DIRECTIONS FOR THIS TASK -
Which lines of the rows below contain the string "green", with case counting? Pick them out and copy each one.

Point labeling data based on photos
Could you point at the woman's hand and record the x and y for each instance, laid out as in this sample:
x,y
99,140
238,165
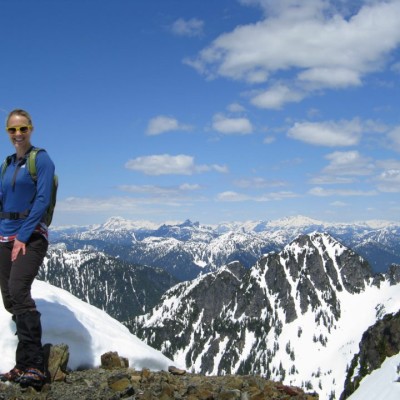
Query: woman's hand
x,y
17,248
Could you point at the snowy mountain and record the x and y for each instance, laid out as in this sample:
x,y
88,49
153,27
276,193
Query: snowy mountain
x,y
189,249
88,331
297,315
121,289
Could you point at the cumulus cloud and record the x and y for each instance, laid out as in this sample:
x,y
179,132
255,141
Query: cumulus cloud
x,y
230,126
321,192
314,43
232,196
159,190
165,164
394,138
162,124
329,133
235,107
348,163
257,183
190,27
389,181
276,97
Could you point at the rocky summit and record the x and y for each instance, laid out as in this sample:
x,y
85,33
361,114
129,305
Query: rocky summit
x,y
112,381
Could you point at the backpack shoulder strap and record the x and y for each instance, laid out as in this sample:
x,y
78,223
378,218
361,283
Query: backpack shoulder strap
x,y
4,166
31,162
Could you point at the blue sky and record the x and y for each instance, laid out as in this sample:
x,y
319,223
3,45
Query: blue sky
x,y
228,110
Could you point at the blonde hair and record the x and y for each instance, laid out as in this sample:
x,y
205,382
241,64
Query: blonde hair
x,y
21,113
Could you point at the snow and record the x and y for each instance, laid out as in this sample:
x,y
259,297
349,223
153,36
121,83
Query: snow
x,y
381,384
88,331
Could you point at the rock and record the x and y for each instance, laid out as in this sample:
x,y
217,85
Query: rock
x,y
112,360
58,356
176,371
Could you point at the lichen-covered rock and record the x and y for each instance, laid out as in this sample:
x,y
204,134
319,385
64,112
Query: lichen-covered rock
x,y
127,383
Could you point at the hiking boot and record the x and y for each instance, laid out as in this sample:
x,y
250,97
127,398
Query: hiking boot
x,y
14,375
32,377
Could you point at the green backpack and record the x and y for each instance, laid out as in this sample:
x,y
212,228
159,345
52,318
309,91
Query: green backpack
x,y
31,165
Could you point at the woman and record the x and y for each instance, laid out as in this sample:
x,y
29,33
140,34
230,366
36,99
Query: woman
x,y
23,246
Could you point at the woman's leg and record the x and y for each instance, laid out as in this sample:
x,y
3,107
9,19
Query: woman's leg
x,y
24,269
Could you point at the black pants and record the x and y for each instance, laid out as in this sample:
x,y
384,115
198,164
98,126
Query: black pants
x,y
16,280
16,277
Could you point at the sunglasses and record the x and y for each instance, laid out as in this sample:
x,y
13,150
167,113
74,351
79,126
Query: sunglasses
x,y
22,128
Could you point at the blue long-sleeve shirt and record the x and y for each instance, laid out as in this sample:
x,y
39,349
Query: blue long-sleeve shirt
x,y
25,194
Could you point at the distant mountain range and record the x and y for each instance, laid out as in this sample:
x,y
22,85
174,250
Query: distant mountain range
x,y
285,299
121,289
188,249
296,316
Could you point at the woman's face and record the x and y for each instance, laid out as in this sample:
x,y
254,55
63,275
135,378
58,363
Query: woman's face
x,y
21,141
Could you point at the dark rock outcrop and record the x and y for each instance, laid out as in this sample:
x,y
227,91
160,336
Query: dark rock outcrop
x,y
378,342
126,383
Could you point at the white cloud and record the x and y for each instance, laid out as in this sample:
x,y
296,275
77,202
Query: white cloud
x,y
330,133
257,183
162,124
338,204
190,27
394,138
165,164
228,126
276,97
389,181
235,107
231,196
312,40
159,190
348,163
269,140
321,192
331,77
330,180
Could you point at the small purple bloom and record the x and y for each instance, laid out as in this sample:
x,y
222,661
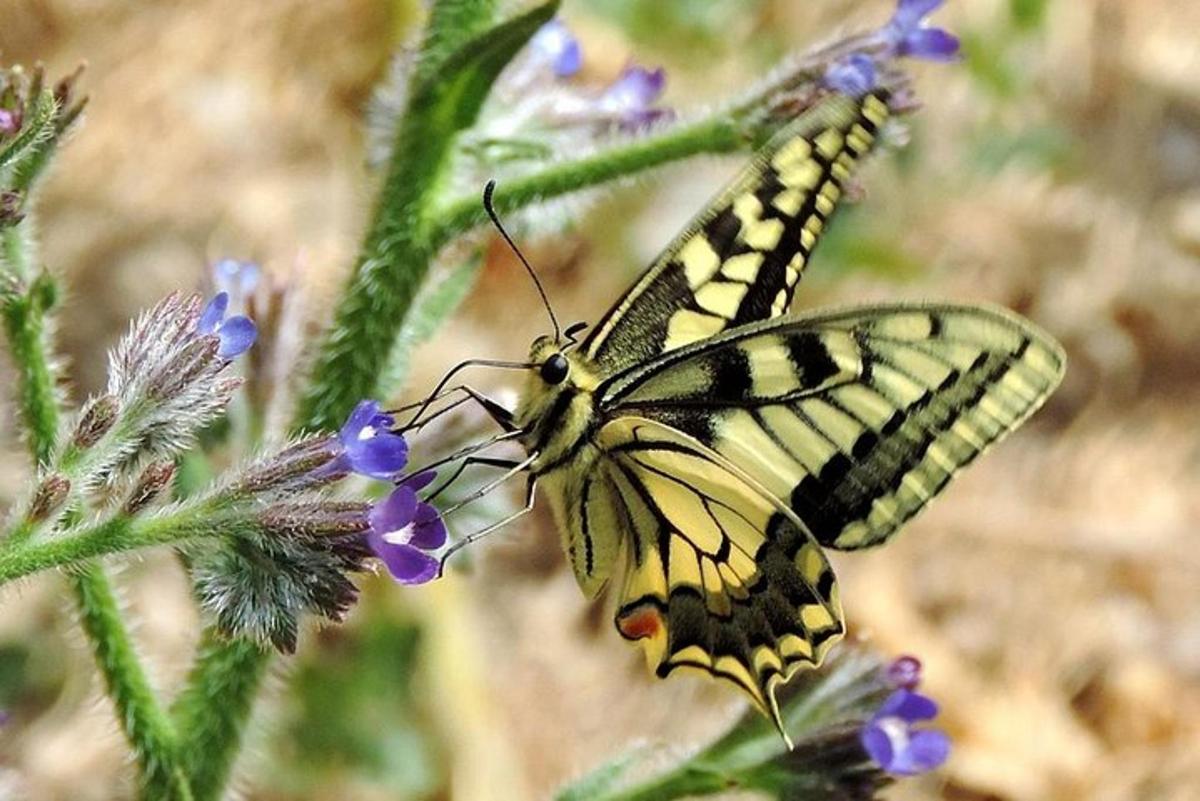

WRITTEN RESPONSE -
Could you point at the green backpack and record the x and y for each instance, laid out as in this sample:
Query: green backpack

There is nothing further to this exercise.